## Task directions
Every record should be written out exactly, please.

(Collected data entries)
-------

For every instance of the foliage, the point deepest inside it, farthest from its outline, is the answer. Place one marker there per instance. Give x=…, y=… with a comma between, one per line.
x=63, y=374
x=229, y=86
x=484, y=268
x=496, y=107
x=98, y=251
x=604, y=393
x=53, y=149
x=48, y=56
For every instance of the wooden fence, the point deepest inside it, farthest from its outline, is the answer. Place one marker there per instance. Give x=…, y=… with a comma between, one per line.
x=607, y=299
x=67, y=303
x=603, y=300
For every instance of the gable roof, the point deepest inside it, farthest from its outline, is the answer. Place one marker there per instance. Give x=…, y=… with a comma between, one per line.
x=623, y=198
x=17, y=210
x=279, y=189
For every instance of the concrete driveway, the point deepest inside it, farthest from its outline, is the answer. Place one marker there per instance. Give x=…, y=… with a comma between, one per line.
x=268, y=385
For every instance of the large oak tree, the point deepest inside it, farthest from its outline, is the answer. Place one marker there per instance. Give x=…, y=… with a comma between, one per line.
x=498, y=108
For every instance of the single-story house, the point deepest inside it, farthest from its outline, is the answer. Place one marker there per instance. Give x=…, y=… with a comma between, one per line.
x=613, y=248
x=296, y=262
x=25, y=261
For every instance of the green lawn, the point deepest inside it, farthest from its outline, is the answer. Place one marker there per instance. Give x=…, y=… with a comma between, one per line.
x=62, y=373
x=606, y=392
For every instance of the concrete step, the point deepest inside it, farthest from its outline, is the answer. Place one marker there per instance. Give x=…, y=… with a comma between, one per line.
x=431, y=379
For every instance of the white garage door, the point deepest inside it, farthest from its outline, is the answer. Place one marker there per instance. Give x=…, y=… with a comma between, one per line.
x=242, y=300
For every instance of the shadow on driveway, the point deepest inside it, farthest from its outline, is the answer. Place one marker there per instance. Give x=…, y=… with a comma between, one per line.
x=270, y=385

-------

## Worked answer
For every instance of the foliage, the point deepest inside it, farthest from its outline, is the answer. Place one marker there per instance. Give x=…, y=… with a comma between, one per line.
x=63, y=374
x=229, y=86
x=484, y=268
x=496, y=107
x=98, y=251
x=604, y=393
x=53, y=149
x=48, y=56
For every instance of the wooden fence, the point deepest inside it, farthest from its outline, is the answer. Place one marker there per instance. Give x=…, y=… with a comma between, one per line.
x=607, y=299
x=67, y=303
x=603, y=300
For every instance of the gable roof, the point deepest inside it, farthest from its outline, is the answer. Place one marker there per instance. Give x=…, y=… with a comma between, one per line.
x=623, y=198
x=17, y=210
x=279, y=189
For every instance of the concrete driveway, the point deepest inside it, farthest from its outline, is the answer. Place one marker there per instance. Give x=…, y=… with a comma between, one per line.
x=268, y=385
For every instance of the large oak tree, the point deepest inside it, farthest from its outline, is the answer. Place one marker there per instance. Give x=…, y=… with a comma between, one per line.
x=498, y=108
For every instance of the single-story house, the point deepest inside it, farthest from its outline, is the answer. Place one marker there per instance. Give x=…, y=… with a comma between, one per line.
x=613, y=248
x=296, y=262
x=25, y=261
For every instance of the green lawn, the point deepest inside it, farthest from its outline, is the answer. Place one marker there per instance. Give x=…, y=… with a comma between, one per line.
x=62, y=373
x=606, y=392
For every instance of the concrete step, the point deepest inside it, farthest from its outline, is the answer. Place one marker there per instance. Give x=…, y=… with a comma between, one per line.
x=431, y=379
For every instance of the white garage door, the point deepest inside it, farthest from its outline, is the answer. Place one marker there per instance. Give x=…, y=… with a comma between, one per line.
x=242, y=300
For every instance of the shadow on driveway, the point deepest inside it, farthest from its outline, is the answer. Place one marker there per instance. Give x=…, y=… with a comma between, one per line.
x=270, y=385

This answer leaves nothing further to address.